*TASK DIRECTIONS*: Exact transcription of the records is required.

(Records from a collection)
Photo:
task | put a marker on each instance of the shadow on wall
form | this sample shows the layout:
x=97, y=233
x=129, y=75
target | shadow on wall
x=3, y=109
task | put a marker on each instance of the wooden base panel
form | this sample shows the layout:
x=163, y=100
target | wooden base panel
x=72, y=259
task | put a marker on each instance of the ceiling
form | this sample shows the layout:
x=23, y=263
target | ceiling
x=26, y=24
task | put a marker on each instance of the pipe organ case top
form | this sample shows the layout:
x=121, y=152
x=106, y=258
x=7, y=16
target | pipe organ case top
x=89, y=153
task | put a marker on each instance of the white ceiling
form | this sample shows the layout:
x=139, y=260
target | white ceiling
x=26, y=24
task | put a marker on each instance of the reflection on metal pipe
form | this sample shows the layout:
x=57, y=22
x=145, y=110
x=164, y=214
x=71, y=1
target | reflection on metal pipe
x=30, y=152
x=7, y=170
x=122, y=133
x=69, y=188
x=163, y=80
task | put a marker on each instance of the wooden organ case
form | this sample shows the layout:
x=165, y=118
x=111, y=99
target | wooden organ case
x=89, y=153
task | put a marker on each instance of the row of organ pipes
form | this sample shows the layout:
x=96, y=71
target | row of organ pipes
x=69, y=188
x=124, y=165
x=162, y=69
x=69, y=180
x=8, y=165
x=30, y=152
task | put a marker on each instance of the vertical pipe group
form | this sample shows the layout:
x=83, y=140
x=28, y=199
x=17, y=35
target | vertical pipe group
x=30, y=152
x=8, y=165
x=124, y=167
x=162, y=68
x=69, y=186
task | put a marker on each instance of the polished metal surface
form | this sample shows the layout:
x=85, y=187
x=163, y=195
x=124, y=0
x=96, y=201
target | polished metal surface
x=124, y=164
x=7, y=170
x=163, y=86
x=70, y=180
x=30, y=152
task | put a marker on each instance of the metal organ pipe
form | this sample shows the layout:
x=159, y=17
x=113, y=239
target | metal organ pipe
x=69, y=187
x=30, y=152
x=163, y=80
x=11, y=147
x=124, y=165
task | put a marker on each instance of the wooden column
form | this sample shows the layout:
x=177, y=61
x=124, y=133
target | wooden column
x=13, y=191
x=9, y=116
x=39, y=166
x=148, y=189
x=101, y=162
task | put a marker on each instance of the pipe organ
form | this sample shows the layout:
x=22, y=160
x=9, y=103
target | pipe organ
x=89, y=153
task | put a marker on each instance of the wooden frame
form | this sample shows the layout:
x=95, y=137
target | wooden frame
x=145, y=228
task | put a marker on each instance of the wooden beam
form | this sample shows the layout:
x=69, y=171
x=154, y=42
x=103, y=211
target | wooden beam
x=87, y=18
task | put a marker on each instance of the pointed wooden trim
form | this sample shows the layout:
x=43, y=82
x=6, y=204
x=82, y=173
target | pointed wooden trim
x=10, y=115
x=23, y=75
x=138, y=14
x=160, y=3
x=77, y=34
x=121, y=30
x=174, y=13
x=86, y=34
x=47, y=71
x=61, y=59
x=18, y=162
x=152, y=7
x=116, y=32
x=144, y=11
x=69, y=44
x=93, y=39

*WRITTEN REPLY*:
Photo:
task | put a marker on each instance of the shadow on wall
form | this sample shows the layout:
x=97, y=233
x=129, y=75
target | shadow on wall
x=3, y=109
task | put a marker on each instance of the wooden base panel
form | this sample shows the layout:
x=163, y=100
target | wooden base panel
x=72, y=259
task | put a marker on each instance of the ceiling
form | this sample shows the layout:
x=23, y=263
target | ceiling
x=26, y=24
task | put a marker on each instance of the pipe organ case top
form | this sample shows the layout:
x=121, y=152
x=106, y=258
x=7, y=16
target | pipe organ case top
x=89, y=153
task | put a marker on each instance of the white ceiling
form | this sample shows the layout:
x=139, y=260
target | white ceiling
x=26, y=24
task | put a marker on each instance of the reflection on metal pipe
form | this sample shows the layout:
x=57, y=22
x=145, y=110
x=164, y=214
x=71, y=1
target | reflection on metal pipe
x=30, y=152
x=7, y=170
x=122, y=133
x=69, y=188
x=163, y=80
task | put a marker on each instance of the wooden organ case
form | this sample shows the layout:
x=165, y=118
x=111, y=99
target | wooden organ case
x=89, y=153
task | put a marker on each instance of the row of organ pipes
form | this sample shows the layout:
x=96, y=71
target | row of organ pipes
x=69, y=188
x=124, y=165
x=162, y=69
x=69, y=180
x=8, y=165
x=30, y=152
task | put a marker on each instance of the vertical pipe group
form | this sample shows the layout:
x=83, y=140
x=28, y=199
x=17, y=35
target | vertical pipe group
x=30, y=152
x=8, y=165
x=124, y=167
x=162, y=68
x=69, y=186
task | put a marker on each instance of the polished metal surface
form | this sample shows the layout:
x=85, y=187
x=163, y=195
x=124, y=0
x=96, y=201
target | polished metal surface
x=124, y=164
x=7, y=170
x=163, y=86
x=70, y=180
x=30, y=152
task | put a marker on each instance of the metal organ pipe
form | this sample shows the layout:
x=159, y=17
x=113, y=239
target | metal organ pipe
x=69, y=187
x=30, y=152
x=163, y=80
x=11, y=147
x=124, y=165
task | put a marker on each instance of the wooden column
form | this sample shows the layout:
x=177, y=61
x=124, y=133
target | wooden column
x=13, y=191
x=9, y=116
x=39, y=166
x=148, y=189
x=101, y=162
task | put a marker on each instance of the pipe organ
form | this sample shows the layout:
x=22, y=160
x=9, y=103
target | pipe organ
x=89, y=153
task | put a marker on each instance of the wooden frame
form | this sample shows the layout:
x=95, y=137
target | wooden frame
x=145, y=228
task | put a marker on each instance of the wooden beam
form | this sample shows the layout:
x=69, y=171
x=154, y=42
x=103, y=211
target | wooden beam
x=87, y=18
task | put a marker on each instance of the pointed wooden trim
form | this sample shows the layout:
x=43, y=82
x=6, y=204
x=82, y=173
target | pointed wooden trim
x=10, y=115
x=23, y=75
x=138, y=14
x=160, y=3
x=77, y=34
x=121, y=30
x=174, y=13
x=86, y=34
x=47, y=71
x=61, y=59
x=18, y=162
x=152, y=7
x=116, y=32
x=144, y=11
x=69, y=44
x=93, y=39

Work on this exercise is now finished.